--- Selected extract ---

□ □ □ □ □

Add support for using data with `pyarrow`-backed `pandas` extension dtypes

jrbourbeau commented 1 year ago

In pandas=1.5, pandas added support for using pyarrow-backed extension data dtypes. Using these data types (in particular string[pyarrow]) can lead to large performance improvements in terms of memory usage and computation wall time.

I went to use these new dtypes with xgboost and got a (very informative) error about them not being supported. Here's a minimal reproducer:

import pandas as pd
import xgboost as xgb

df = pd.DataFrame({"name": ["alice", "bob", "rick"], "x": range(3), "y": [1.3, 7.2, 0.6]})
df = df.astype(
    {
        "name": "string[pyarrow]",
        "x": "int64[pyarrow]",
        "y": "float64[pyarrow]",
    }
)

X = df.drop(columns=["name"])
y = df.loc[:, "name"]
dtrain = xgb.DMatrix(X, y)
output = xgb.train(
    {"verbosity": 2, "tree_method": "hist", "objective": "reg:squarederror"},
    dtrain,
    num_boost_round=4,
    evals=[(dtrain, "train")],
)
print(f"{output = }")

which outputs

Traceback (most recent call last):
  File "/Users/james/projects/dask/dask/xgboost-pyarrow.py", line 15, in <module>
    dtrain = xgb.DMatrix(X, y)
  File "/Users/james/mambaforge/envs/dask-py39/lib/python3.9/site-packages/xgboost/core.py", line 620, in inner_f
    return func(**kwargs)
  File "/Users/james/mambaforge/envs/dask-py39/lib/python3.9/site-packages/xgboost/core.py", line 743, in __init__
    handle, feature_names, feature_types = dispatch_data_backend(
  File "/Users/james/mambaforge/envs/dask-py39/lib/python3.9/site-packages/xgboost/data.py", line 957, in dispatch_data_backend
    return _from_pandas_df(data, enable_categorical, missing, threads,
  File "/Users/james/mambaforge/envs/dask-py39/lib/python3.9/site-packages/xgboost/data.py", line 404, in _from_pandas_df
    data, feature_names, feature_types = _transform_pandas_df(
  File "/Users/james/mambaforge/envs/dask-py39/lib/python3.9/site-packages/xgboost/data.py", line 378, in _transform_pandas_df
    _invalid_dataframe_dtype(data)
  File "/Users/james/mambaforge/envs/dask-py39/lib/python3.9/site-packages/xgboost/data.py", line 270, in _invalid_dataframe_dtype
    raise ValueError(msg)
ValueError: DataFrame.dtypes for data must be int, float, bool or category. When categorical type is supplied, The experimental DMatrix parameter`enable_categorical` must be set to `True`.  Invalid columns:x: int64[pyarrow], y: double[pyarrow]

It looks like support for pandas nullable extension dtypes (e.g. Int64, Float64, etc.) has already been added to xgboost (xref https://github.com/dmlc/xgboost/pull/7760, https://github.com/dmlc/xgboost/pull/8480) and it would be great if pyarrow-backed extension dtypes were also supported.

□ □ □ □ □

--- Dataset entries ---
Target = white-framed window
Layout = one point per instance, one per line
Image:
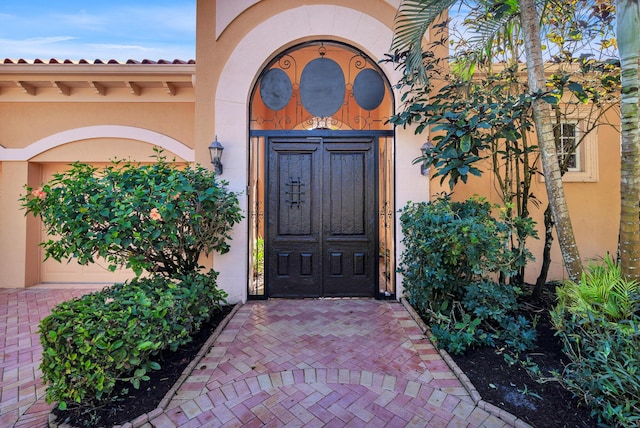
(583, 161)
(569, 152)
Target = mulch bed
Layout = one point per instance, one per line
(513, 389)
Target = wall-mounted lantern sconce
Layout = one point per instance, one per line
(424, 149)
(215, 151)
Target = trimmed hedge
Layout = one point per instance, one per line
(91, 342)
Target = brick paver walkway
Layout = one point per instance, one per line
(328, 362)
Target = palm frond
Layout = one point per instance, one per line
(494, 23)
(413, 19)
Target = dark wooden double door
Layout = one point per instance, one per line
(321, 217)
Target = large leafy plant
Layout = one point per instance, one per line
(158, 217)
(92, 342)
(456, 266)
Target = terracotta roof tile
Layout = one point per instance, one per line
(96, 61)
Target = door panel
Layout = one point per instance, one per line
(350, 218)
(293, 246)
(321, 230)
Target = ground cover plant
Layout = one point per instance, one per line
(598, 320)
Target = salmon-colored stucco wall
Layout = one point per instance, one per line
(25, 123)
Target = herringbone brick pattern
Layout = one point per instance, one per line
(331, 362)
(277, 363)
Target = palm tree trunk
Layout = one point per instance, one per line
(542, 115)
(628, 28)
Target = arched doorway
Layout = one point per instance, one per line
(321, 168)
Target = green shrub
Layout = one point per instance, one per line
(455, 265)
(598, 321)
(91, 342)
(158, 217)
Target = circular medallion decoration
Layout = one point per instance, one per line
(275, 89)
(322, 87)
(368, 89)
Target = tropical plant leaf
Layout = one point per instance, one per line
(413, 19)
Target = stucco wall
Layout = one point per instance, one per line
(245, 46)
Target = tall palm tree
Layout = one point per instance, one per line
(414, 18)
(542, 115)
(628, 30)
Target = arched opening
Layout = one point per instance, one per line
(321, 175)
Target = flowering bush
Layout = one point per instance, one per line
(158, 217)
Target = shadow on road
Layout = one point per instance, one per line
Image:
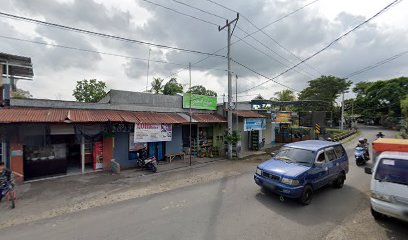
(328, 205)
(395, 229)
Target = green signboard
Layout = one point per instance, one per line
(199, 102)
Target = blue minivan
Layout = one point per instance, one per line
(300, 168)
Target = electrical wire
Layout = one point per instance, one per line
(327, 46)
(268, 35)
(104, 35)
(267, 25)
(377, 64)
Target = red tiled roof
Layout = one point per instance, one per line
(248, 114)
(208, 118)
(15, 115)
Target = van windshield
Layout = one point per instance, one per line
(392, 170)
(295, 155)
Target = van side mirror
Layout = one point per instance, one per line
(318, 164)
(368, 170)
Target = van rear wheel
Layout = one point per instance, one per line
(376, 215)
(307, 195)
(339, 182)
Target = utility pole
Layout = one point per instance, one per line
(228, 26)
(189, 69)
(148, 66)
(342, 112)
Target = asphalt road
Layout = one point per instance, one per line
(231, 208)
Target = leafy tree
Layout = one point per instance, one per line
(285, 95)
(89, 91)
(404, 106)
(157, 85)
(324, 88)
(201, 90)
(21, 94)
(381, 99)
(172, 87)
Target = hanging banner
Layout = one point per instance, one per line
(199, 102)
(98, 155)
(152, 132)
(254, 124)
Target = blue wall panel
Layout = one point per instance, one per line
(121, 151)
(176, 144)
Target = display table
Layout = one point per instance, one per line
(41, 168)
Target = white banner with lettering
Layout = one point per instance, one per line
(152, 132)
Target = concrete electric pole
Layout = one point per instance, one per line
(228, 26)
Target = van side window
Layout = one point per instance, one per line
(321, 157)
(330, 154)
(339, 151)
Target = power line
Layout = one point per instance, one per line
(199, 9)
(268, 35)
(99, 52)
(260, 74)
(247, 43)
(329, 45)
(181, 13)
(384, 61)
(104, 35)
(269, 24)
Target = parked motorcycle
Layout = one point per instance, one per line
(7, 186)
(143, 161)
(361, 156)
(380, 135)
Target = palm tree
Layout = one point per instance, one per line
(157, 86)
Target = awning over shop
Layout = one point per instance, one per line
(53, 115)
(208, 118)
(248, 114)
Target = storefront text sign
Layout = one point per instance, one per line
(254, 124)
(152, 132)
(282, 117)
(199, 102)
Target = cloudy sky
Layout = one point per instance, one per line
(269, 52)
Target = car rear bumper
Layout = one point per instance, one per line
(279, 188)
(390, 209)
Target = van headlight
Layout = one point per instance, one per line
(289, 181)
(380, 196)
(258, 171)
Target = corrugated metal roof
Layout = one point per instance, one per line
(208, 118)
(248, 114)
(8, 115)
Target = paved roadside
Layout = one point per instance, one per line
(55, 197)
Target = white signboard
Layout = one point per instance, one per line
(152, 132)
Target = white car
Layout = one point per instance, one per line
(389, 185)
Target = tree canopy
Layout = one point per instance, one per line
(21, 94)
(172, 87)
(201, 90)
(157, 85)
(381, 98)
(89, 91)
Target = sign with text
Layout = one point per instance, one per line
(283, 117)
(254, 124)
(199, 102)
(152, 132)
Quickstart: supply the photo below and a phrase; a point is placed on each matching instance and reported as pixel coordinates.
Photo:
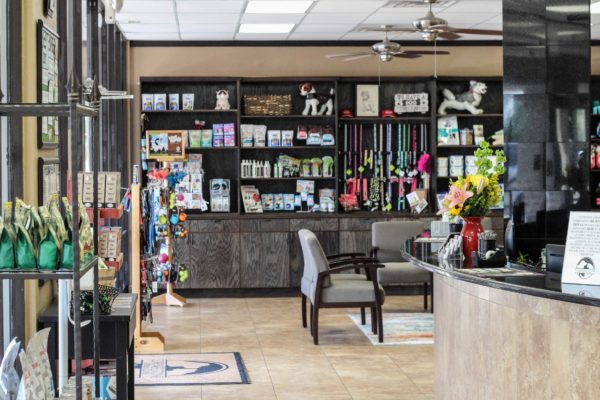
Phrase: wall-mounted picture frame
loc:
(367, 100)
(165, 145)
(48, 82)
(49, 7)
(48, 179)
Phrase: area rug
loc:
(190, 369)
(400, 328)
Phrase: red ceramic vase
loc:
(470, 234)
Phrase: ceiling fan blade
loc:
(358, 57)
(426, 52)
(449, 35)
(474, 31)
(347, 55)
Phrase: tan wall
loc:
(36, 299)
(293, 61)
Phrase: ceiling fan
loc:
(431, 27)
(386, 51)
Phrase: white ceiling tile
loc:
(261, 36)
(199, 18)
(314, 36)
(207, 28)
(146, 18)
(134, 28)
(322, 28)
(212, 6)
(206, 36)
(335, 6)
(152, 36)
(272, 18)
(341, 18)
(132, 6)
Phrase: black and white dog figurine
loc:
(466, 101)
(313, 100)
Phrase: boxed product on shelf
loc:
(457, 166)
(160, 102)
(218, 135)
(188, 101)
(247, 135)
(147, 102)
(174, 101)
(194, 139)
(206, 138)
(229, 135)
(220, 195)
(274, 138)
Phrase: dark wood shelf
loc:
(203, 111)
(290, 148)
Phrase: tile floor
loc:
(281, 360)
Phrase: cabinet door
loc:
(215, 262)
(265, 260)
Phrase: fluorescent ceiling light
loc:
(278, 7)
(266, 28)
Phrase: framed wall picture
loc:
(165, 145)
(47, 83)
(367, 100)
(48, 179)
(49, 7)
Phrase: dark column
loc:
(546, 118)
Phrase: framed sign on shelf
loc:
(47, 83)
(48, 179)
(165, 145)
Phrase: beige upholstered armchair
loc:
(326, 286)
(387, 239)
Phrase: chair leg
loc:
(373, 321)
(315, 324)
(380, 323)
(304, 311)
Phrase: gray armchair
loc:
(387, 238)
(325, 285)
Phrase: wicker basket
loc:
(269, 104)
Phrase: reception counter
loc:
(511, 337)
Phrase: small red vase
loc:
(470, 234)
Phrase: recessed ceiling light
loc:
(266, 28)
(278, 7)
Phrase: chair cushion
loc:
(402, 272)
(350, 291)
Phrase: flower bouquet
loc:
(471, 197)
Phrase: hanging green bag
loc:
(7, 239)
(48, 249)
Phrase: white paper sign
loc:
(582, 252)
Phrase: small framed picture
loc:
(367, 100)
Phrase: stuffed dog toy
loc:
(222, 100)
(313, 100)
(466, 101)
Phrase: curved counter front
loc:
(511, 337)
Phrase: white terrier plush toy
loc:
(222, 100)
(466, 101)
(313, 100)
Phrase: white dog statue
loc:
(466, 101)
(313, 100)
(222, 100)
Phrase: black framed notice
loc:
(47, 83)
(48, 179)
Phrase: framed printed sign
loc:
(411, 102)
(47, 83)
(165, 145)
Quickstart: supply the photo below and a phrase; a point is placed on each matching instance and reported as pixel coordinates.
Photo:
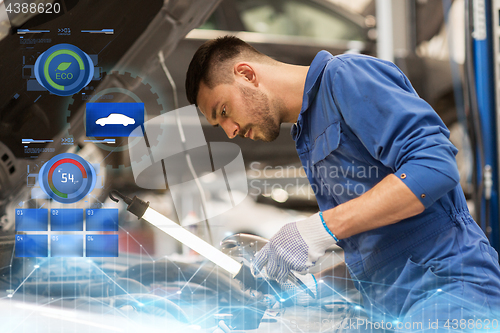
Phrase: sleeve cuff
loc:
(427, 184)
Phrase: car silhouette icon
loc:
(115, 119)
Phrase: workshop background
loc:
(140, 53)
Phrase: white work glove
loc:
(296, 246)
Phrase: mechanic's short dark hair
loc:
(208, 62)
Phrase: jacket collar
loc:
(311, 87)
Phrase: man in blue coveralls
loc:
(410, 244)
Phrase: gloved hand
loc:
(296, 246)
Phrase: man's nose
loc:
(231, 128)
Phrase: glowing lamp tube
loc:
(192, 241)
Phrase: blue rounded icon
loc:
(67, 178)
(64, 69)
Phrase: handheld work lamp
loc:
(142, 210)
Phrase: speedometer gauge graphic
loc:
(67, 178)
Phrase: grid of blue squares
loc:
(62, 244)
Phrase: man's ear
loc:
(246, 72)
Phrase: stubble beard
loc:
(257, 104)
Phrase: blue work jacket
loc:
(360, 121)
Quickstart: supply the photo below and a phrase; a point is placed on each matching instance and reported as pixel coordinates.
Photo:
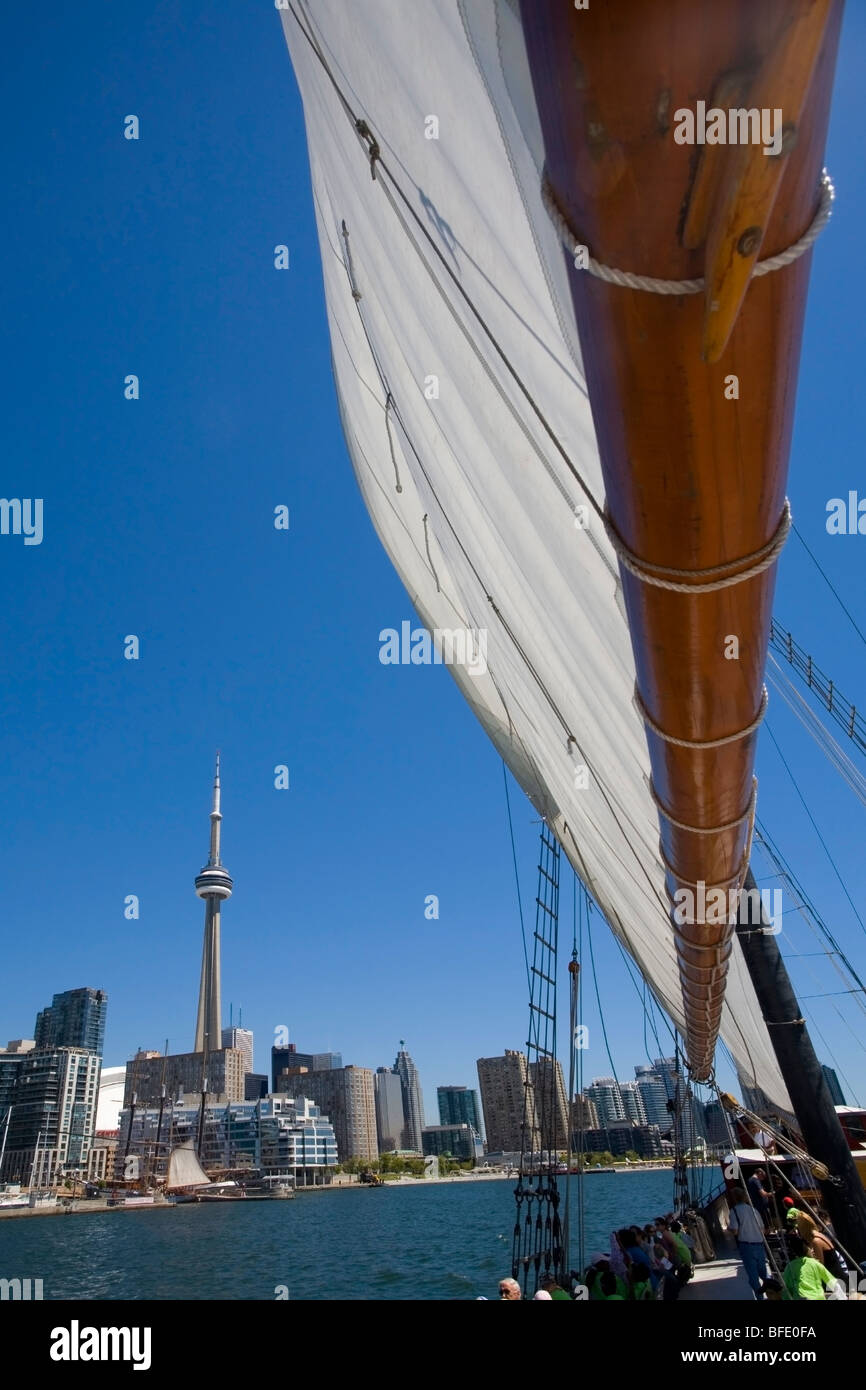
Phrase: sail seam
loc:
(701, 742)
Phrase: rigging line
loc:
(824, 740)
(815, 826)
(463, 293)
(830, 587)
(812, 916)
(598, 1000)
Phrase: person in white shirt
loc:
(748, 1229)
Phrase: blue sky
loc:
(156, 257)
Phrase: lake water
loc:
(439, 1240)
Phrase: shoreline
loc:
(85, 1207)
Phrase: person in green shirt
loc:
(612, 1286)
(802, 1276)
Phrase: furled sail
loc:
(185, 1169)
(463, 398)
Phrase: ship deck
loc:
(719, 1280)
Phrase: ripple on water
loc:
(409, 1243)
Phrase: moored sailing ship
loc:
(566, 346)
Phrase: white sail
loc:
(471, 496)
(185, 1169)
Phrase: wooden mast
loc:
(692, 394)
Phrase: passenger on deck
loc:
(748, 1229)
(804, 1276)
(761, 1198)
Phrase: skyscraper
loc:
(508, 1098)
(608, 1098)
(346, 1097)
(50, 1089)
(654, 1093)
(389, 1119)
(459, 1105)
(413, 1101)
(551, 1102)
(75, 1018)
(213, 884)
(242, 1041)
(633, 1102)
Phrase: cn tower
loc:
(213, 884)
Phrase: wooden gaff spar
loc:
(692, 394)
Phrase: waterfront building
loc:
(585, 1114)
(551, 1102)
(755, 1098)
(716, 1125)
(389, 1122)
(278, 1136)
(288, 1059)
(221, 1075)
(102, 1155)
(833, 1086)
(508, 1100)
(460, 1141)
(75, 1018)
(110, 1101)
(606, 1097)
(49, 1089)
(11, 1055)
(53, 1115)
(654, 1093)
(241, 1040)
(346, 1096)
(459, 1105)
(622, 1137)
(413, 1101)
(633, 1102)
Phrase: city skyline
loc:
(104, 755)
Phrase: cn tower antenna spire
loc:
(214, 884)
(214, 819)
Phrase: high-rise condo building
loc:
(605, 1093)
(75, 1018)
(459, 1105)
(413, 1101)
(389, 1121)
(287, 1058)
(214, 886)
(508, 1098)
(654, 1093)
(551, 1102)
(346, 1097)
(633, 1102)
(833, 1086)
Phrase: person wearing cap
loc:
(599, 1264)
(761, 1198)
(748, 1228)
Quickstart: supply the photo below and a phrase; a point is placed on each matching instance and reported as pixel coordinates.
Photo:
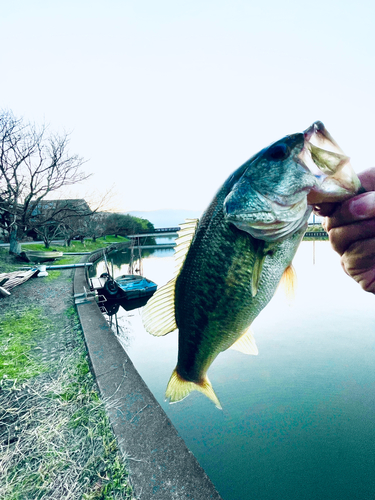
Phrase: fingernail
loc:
(363, 206)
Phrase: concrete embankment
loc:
(160, 464)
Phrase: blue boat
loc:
(128, 286)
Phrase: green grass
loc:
(17, 339)
(55, 437)
(77, 246)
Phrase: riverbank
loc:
(55, 437)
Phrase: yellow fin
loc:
(158, 315)
(289, 282)
(179, 388)
(246, 344)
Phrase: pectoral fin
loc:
(289, 282)
(246, 344)
(159, 314)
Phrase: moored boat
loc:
(127, 286)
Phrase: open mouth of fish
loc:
(336, 179)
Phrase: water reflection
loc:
(299, 419)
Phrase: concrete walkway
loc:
(161, 466)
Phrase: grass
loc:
(77, 246)
(17, 332)
(56, 441)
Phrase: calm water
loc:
(298, 420)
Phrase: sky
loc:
(164, 99)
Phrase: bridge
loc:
(158, 231)
(172, 231)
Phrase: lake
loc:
(298, 420)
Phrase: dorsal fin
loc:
(158, 316)
(246, 343)
(289, 282)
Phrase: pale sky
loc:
(165, 98)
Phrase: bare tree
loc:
(33, 164)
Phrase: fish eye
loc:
(278, 152)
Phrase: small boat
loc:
(40, 256)
(128, 286)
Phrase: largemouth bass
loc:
(230, 263)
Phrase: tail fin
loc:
(179, 388)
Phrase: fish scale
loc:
(232, 261)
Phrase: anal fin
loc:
(246, 344)
(178, 389)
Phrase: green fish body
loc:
(231, 262)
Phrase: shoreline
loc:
(160, 464)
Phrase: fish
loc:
(231, 261)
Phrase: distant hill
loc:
(167, 218)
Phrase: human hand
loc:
(351, 229)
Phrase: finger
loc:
(358, 208)
(343, 237)
(325, 209)
(367, 179)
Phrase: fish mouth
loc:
(336, 179)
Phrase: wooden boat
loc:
(40, 256)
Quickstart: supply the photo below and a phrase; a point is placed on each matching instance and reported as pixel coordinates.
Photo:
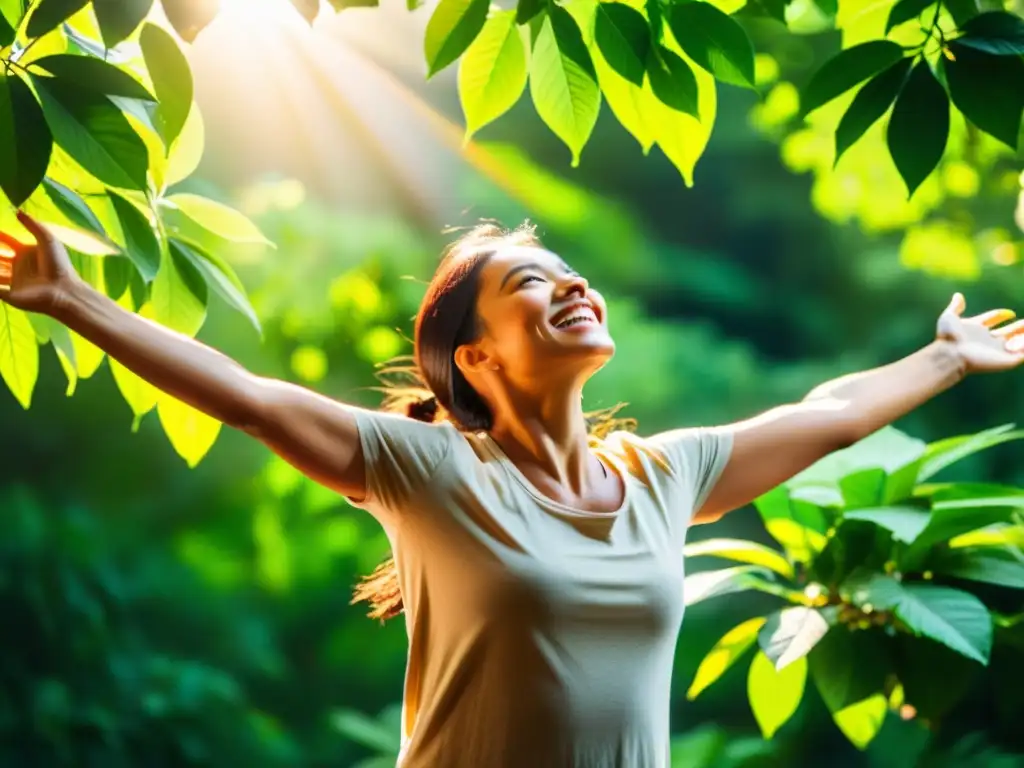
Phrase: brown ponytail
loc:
(430, 388)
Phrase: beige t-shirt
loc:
(539, 635)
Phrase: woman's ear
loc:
(472, 358)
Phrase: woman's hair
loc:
(430, 387)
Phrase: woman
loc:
(540, 569)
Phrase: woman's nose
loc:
(573, 284)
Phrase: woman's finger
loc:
(994, 317)
(1014, 329)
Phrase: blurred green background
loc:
(202, 615)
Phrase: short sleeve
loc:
(401, 456)
(697, 456)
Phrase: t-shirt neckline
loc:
(610, 462)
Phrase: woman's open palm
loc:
(981, 341)
(32, 276)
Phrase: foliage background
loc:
(202, 615)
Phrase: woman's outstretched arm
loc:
(314, 433)
(772, 448)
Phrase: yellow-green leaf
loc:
(775, 695)
(726, 651)
(861, 721)
(740, 551)
(218, 218)
(18, 353)
(682, 137)
(493, 74)
(178, 295)
(562, 81)
(190, 432)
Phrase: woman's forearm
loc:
(171, 361)
(879, 396)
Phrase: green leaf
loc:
(562, 81)
(715, 41)
(493, 74)
(623, 37)
(904, 10)
(26, 143)
(453, 27)
(18, 353)
(849, 670)
(141, 244)
(190, 432)
(95, 75)
(847, 69)
(94, 133)
(48, 14)
(188, 17)
(869, 104)
(995, 32)
(741, 551)
(945, 453)
(708, 584)
(953, 617)
(526, 9)
(74, 208)
(179, 294)
(219, 276)
(220, 219)
(725, 652)
(790, 634)
(905, 523)
(673, 81)
(919, 127)
(172, 81)
(119, 18)
(1001, 566)
(775, 695)
(987, 90)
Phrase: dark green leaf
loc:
(919, 127)
(188, 17)
(219, 276)
(792, 633)
(7, 32)
(117, 274)
(72, 206)
(94, 74)
(673, 81)
(49, 14)
(119, 18)
(172, 81)
(454, 25)
(715, 41)
(989, 90)
(26, 142)
(905, 523)
(847, 69)
(869, 104)
(995, 32)
(955, 619)
(141, 244)
(526, 9)
(94, 133)
(623, 37)
(999, 565)
(904, 10)
(942, 454)
(708, 584)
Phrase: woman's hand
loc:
(35, 276)
(980, 342)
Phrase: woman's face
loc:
(539, 317)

□ □ □ □ □

--- To be done ---
1. Quote the xgboost issue above between "Traceback (most recent" and "return func(**kwargs)", inclusive.
2. In the xgboost issue above, which kinds of dtype does the error message say DataFrame data must be? List them all.

--- Solutions to the exercise ---
1.
Traceback (most recent call last):
  File "/Users/james/projects/dask/dask/xgboost-pyarrow.py", line 15, in <module>
    dtrain = xgb.DMatrix(X, y)
  File "/Users/james/mambaforge/envs/dask-py39/lib/python3.9/site-packages/xgboost/core.py", line 620, in inner_f
    return func(**kwargs)

2. int, float, bool, category